[Try it]:
In the book review below, condense the paragraph that begins "Most powerful, though" into a short bulleted list that keeps its main facts.

──────── Source extract ────────

After reading a review at Comics Worth Reading, I added Psychiatric Tales, by Darryl Cunningham, to my (too long) list of library books. I am fascinated by explorations of the workings (and not working) of the mind, and very much wanted to see for myself Cunningham's exploration of mental illness, presented in graphic novel form.
Front and center, Cunningham makes it clear that he has a purpose in creating his book--it "is intended to be a stigma-busting book. This is needed because fear and ignorance of mental illness remain widespread in society" (page ix). In his compassionate portrayals of those suffering from various forms of mental illness, he succeeds in making the point that victims of these illnesses remain People, that they can (sometimes) be helped through medical care, and that they are not to blame for the symptoms of their illness.
All but one of the eleven stories that comprise this book stem from Cunnigham's experiences training to be a mental health nurse; the exception is the author's look at his own struggle with mental illness. Dementia, self-harm, depression, anti-social personality disorder, suicide, bipolar disorder, and schizophrenia are covered in accounts of the author's experience working with people affected by these. His stories aren't at an Oliver Sachs-ian level of intricate detail, but enough is there to makes it possible to feel the fundamental humanity of each of the people one encounters here. A chapter on people with mental illness who have enriched our lives underscores this point.
Most powerful, though, is the final chapter of the book, in which the author shares his story of crippling anxiety and depression, in which suicide seemed like a very tempting alternative to a life of hopeless darkness. Thankfully Cunningham (with the help of Prozac and the Internet) was able to find hope again, in large part through the creation of this book. Fusing his talent for art with his hard-earned knowledge of mental illness, he has created something of value.
Although Psychiatric Tales wasn't written with a Young Adult audience in mind, I think this is one that deserves to be widely read by that demographic. What people understand they are less likely to fear, and mental illness, with all its various stigmas, is still poorly understood by too many of us. Teens, in particular, are (I think) at a point in their lives when they are trying to Make Sense of things, and a book like this, that presents a difficult topic in a very accessible way, can serve as a useful introduction to the different forms mental illness can take. It is a message-heavy book, but that works in its favor when it's considered as such an introduction.
Also of particular interest to teenagers, wondering what path they might following in their own lives, is that this is a book about finding one's career. It is a look at what the life of a mental health nurse is like--the gritty, down-right revolting things one must deal with, and the stigma that's associated with this branch of the health care profession--psychiatric nurses are, in Cunningham's experience, looked down on by others in the nursing profession. It's also a career book about becoming a professional artist and graphic novel author--in particular, how the Internet helped Cunningham launch his own career.

──────── Input data ────────

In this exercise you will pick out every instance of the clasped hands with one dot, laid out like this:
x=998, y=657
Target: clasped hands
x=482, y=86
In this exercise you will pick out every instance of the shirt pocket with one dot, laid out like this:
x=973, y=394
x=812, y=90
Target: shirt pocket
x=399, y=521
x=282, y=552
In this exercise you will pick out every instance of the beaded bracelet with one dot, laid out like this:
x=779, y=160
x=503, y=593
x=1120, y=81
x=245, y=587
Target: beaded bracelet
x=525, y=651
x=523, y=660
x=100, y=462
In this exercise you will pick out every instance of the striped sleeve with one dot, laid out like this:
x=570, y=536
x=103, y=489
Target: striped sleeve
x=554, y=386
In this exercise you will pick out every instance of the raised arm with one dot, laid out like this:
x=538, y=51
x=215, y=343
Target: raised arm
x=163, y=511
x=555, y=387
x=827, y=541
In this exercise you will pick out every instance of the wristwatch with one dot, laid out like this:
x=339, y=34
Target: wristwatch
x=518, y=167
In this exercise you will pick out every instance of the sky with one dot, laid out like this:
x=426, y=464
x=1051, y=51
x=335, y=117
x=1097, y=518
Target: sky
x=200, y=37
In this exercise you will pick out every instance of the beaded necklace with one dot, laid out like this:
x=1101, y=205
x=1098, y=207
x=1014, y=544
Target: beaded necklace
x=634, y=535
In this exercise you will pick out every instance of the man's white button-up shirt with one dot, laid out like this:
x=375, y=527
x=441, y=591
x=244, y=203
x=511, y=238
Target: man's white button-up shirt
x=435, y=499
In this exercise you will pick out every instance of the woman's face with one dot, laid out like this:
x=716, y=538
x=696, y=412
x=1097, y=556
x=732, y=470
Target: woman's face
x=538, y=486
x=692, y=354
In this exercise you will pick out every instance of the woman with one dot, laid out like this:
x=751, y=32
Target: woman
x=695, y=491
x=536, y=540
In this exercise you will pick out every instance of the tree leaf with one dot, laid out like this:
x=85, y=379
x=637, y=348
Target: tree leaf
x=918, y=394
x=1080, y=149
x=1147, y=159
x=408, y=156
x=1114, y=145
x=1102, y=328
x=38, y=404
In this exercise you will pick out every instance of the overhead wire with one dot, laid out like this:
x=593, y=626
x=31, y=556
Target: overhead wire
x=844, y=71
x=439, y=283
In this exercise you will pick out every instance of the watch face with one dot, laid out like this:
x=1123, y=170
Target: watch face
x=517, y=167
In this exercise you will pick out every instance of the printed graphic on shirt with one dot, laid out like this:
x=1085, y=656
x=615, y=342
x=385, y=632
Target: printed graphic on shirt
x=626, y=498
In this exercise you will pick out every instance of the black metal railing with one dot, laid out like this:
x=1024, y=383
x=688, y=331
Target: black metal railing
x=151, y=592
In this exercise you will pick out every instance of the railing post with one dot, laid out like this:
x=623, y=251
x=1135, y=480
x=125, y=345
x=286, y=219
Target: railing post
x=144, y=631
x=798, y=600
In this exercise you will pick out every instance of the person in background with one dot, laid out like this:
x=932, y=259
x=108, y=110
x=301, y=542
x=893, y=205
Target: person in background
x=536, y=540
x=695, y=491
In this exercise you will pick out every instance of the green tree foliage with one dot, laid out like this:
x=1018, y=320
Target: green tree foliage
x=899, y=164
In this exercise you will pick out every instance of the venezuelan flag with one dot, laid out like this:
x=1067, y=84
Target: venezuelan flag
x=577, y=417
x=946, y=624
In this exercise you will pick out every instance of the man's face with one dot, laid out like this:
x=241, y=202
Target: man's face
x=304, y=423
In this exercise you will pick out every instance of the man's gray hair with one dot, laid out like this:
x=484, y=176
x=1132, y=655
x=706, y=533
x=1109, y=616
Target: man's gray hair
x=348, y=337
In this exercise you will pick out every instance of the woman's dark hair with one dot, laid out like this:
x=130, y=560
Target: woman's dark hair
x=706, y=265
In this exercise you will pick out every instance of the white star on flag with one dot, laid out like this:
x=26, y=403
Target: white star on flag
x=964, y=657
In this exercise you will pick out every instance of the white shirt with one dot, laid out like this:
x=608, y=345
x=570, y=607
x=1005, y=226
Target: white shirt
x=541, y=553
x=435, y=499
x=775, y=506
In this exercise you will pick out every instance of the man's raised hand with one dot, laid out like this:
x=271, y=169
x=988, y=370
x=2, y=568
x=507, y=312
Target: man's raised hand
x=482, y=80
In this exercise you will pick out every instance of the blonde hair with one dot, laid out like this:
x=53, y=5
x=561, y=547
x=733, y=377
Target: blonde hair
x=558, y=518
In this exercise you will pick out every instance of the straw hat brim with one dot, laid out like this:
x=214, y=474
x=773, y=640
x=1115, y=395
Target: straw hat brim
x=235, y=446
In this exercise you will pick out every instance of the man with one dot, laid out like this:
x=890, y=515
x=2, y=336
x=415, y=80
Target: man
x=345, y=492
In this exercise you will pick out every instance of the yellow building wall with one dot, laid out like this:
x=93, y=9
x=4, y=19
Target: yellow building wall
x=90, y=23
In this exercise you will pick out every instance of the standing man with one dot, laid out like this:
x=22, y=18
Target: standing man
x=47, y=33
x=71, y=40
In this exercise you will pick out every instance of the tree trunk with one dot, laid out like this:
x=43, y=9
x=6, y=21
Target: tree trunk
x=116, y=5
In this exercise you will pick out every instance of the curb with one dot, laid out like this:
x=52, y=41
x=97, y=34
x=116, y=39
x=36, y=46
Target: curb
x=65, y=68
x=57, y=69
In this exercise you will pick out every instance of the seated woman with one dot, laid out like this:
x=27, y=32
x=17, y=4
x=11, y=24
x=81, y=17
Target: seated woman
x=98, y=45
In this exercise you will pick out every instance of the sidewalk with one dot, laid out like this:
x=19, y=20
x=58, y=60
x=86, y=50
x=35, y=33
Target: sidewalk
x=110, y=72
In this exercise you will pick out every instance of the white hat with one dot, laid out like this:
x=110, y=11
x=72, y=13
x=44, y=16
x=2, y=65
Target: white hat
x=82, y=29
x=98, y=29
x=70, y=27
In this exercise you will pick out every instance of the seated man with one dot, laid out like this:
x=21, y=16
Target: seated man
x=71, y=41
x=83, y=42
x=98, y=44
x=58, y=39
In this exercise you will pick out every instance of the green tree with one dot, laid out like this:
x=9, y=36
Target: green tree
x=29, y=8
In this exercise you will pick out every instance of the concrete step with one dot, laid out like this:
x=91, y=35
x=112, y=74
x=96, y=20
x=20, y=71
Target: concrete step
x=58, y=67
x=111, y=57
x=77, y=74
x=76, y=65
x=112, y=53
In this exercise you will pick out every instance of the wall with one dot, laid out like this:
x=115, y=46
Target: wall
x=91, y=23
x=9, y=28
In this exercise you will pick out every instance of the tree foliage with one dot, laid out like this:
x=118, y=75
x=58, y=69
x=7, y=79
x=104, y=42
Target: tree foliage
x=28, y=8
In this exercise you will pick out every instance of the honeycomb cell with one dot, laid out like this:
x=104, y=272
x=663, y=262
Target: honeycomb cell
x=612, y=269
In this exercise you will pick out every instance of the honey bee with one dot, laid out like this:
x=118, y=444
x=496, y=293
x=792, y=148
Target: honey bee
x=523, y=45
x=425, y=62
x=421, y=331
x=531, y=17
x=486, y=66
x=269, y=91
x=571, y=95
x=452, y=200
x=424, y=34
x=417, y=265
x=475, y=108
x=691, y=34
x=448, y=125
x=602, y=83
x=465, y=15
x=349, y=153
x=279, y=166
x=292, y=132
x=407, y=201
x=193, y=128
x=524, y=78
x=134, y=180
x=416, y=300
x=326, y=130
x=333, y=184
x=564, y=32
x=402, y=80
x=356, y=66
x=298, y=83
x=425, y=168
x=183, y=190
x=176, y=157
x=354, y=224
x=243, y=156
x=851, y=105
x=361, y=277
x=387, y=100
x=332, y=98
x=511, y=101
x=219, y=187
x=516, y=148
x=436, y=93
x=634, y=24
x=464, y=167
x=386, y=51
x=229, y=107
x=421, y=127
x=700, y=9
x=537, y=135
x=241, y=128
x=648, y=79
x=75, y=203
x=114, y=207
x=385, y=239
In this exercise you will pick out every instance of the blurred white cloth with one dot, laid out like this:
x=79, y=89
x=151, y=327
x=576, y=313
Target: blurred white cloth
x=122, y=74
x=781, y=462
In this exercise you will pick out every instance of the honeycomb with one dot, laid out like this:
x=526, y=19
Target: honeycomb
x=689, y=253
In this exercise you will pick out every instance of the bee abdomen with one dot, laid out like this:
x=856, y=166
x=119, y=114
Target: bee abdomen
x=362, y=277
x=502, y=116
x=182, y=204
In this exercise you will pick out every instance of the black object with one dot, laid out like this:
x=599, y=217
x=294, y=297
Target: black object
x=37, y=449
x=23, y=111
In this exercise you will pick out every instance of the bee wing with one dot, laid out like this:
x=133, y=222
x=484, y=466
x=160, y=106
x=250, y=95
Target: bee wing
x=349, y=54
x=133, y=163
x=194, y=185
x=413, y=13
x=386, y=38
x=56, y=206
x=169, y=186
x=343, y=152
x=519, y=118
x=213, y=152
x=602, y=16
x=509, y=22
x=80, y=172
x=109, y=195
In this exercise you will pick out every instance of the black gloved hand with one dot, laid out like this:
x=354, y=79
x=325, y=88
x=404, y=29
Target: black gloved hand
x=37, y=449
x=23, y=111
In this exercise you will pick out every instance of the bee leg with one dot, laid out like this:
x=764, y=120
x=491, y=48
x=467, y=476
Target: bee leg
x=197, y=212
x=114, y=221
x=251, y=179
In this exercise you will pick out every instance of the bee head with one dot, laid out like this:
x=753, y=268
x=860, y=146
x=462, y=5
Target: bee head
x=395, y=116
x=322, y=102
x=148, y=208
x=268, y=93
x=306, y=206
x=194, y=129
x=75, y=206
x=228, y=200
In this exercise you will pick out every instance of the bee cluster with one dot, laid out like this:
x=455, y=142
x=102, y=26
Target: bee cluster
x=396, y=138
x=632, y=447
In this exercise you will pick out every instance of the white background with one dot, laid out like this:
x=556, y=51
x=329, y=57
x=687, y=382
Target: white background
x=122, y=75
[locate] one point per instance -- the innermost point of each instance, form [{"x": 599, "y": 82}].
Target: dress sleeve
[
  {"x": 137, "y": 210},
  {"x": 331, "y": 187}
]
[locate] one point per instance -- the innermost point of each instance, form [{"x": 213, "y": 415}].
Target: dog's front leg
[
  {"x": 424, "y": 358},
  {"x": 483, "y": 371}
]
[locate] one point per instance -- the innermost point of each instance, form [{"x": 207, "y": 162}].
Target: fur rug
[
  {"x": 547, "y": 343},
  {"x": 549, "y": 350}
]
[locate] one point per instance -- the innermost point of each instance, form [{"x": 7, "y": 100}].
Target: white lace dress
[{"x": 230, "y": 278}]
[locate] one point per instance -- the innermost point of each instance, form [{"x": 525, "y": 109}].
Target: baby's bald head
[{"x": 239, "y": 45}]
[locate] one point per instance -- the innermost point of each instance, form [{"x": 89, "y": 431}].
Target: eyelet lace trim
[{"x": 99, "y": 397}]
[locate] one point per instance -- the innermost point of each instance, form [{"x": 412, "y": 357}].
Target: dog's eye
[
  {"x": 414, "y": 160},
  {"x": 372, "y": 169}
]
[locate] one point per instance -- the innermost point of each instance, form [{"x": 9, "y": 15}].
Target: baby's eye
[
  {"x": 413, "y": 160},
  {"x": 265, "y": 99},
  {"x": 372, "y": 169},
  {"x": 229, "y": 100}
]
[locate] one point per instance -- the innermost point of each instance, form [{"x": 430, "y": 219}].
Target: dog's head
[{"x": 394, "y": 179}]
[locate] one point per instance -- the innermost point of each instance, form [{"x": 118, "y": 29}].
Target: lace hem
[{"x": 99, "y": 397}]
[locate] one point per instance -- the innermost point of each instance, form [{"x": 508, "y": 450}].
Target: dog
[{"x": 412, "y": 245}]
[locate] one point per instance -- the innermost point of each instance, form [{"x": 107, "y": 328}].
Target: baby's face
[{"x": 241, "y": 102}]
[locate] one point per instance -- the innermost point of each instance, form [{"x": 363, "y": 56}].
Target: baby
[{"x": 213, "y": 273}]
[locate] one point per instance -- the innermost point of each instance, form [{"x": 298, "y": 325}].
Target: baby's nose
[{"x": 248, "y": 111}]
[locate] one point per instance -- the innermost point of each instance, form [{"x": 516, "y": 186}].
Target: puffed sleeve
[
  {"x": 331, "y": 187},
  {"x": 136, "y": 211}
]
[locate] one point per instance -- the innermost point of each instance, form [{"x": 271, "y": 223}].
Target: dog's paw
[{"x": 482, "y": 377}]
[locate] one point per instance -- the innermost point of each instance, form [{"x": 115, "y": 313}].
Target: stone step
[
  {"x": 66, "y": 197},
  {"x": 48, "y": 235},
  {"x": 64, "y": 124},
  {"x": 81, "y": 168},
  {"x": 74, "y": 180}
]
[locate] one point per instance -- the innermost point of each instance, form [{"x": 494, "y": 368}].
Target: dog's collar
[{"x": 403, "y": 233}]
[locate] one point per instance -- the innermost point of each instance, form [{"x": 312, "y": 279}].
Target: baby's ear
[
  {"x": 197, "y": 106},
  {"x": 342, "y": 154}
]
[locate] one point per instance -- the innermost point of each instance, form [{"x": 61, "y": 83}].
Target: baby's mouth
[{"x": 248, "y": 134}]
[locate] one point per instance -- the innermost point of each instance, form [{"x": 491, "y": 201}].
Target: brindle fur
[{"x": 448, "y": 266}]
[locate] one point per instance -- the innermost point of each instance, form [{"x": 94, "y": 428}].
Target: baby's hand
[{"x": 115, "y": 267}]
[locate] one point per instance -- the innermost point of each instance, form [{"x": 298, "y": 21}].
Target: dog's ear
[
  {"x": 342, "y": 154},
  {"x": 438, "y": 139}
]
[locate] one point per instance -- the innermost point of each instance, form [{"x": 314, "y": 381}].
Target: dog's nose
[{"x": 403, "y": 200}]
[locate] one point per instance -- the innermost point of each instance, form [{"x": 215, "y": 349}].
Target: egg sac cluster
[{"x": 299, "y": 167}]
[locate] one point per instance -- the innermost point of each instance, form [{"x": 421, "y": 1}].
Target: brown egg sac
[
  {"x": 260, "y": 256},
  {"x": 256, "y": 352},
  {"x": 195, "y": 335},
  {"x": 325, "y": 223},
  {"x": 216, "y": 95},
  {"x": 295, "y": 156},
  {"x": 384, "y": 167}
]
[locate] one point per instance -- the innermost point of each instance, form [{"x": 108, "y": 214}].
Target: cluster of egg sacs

────────

[Answer section]:
- The book's final chapter is its most powerful.
- In it, Cunningham tells of his crippling anxiety and depression, when suicide seemed a tempting alternative to a life of hopeless darkness.
- With help from Prozac and the Internet, he found hope again, largely through creating this book.
- By combining his artistic talent with his hard-earned knowledge of mental illness, he has made something of value.